• PASSAGE GIVEN:

┏━━

My first thought is, ”How do I pray for a flour mill, and why is it important?” Show me why Lord. Possible reasons:

1. The Washburn mill exploded, which was the biggest in the world, allowing Pillsbury a chance to take the lead. So, do I pray about the effects of professional pride and jealousy?

2. It could be a simple acknowledgement of a real accomplishment; an amazingly quick rebuild! Simply viewing it as a story of hope.

3. What did the flour industry do for the city of Minneapolis and the State?

Jesus, You know our inmost thoughts, and yet you love us. Lord, Washburn and Pillsbury were competitors in the milling business. There’s nothing wrong with competition between these companies, or any other for that matter. However, if there were underhanded or bitter motives between them, will You release us from  the burden of their jealousy, and or pride? Will You cleanse St. Anthony Falls from any guilt brought on by any unethical competition?  

If everything was on the up and up, and the Washburn mills explosion was purely accidental, will You also cleanse us from the bitterness and sense of loss of that incident? Will You cleanse us of the spirit of blame? Will You heal this rift between  companies then, and show our present-day business culture how to compete without hating their rivals? I thank you today for blessings of outstanding Minnesota companies in the grain and milling business: General Mills and Cargill to name a few! 

Thank you for leaders who face major setbacks, and rebuild something amazing; brick by brick. Will You forgive our judgments of business leaders in milling, as well as their peers in all major industries here? The average person knows nothing of the intensity, risk, and sheer loneliness of being on top. Will You inform our hearts’, minds’, and creativity in the context of leadership?

┗━━

Records from a data collection
┏━━

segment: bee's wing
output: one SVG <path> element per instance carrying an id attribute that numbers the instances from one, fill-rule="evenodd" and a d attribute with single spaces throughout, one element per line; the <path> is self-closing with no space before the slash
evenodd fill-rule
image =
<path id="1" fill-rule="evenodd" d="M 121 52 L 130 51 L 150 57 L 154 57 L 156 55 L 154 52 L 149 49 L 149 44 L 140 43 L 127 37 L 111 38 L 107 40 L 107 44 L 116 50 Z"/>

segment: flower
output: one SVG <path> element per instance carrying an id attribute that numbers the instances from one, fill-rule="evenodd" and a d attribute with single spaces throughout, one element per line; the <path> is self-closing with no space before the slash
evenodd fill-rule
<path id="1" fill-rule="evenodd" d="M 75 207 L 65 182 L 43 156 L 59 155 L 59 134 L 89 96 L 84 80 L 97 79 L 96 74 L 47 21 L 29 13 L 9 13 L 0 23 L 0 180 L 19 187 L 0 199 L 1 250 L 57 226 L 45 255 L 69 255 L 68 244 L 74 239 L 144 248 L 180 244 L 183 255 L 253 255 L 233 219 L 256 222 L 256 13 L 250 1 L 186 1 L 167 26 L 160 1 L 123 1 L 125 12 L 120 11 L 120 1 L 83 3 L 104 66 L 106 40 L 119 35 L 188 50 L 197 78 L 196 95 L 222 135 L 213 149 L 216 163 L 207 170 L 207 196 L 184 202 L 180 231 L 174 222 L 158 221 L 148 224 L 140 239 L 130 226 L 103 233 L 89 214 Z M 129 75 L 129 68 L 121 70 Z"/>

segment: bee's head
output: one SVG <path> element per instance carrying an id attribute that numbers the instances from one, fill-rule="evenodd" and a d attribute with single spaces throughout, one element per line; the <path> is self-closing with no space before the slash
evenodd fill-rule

┗━━

• THE PROBLEM: In the prayer about the flour mills, what reason does the writer give for asking forgiveness for our judgments of business leaders? Answer in one to three sentences.

• SOLUTION TO THE PROBLEM: The writer explains that the average person knows nothing of the intensity, risk, and sheer loneliness of being on top.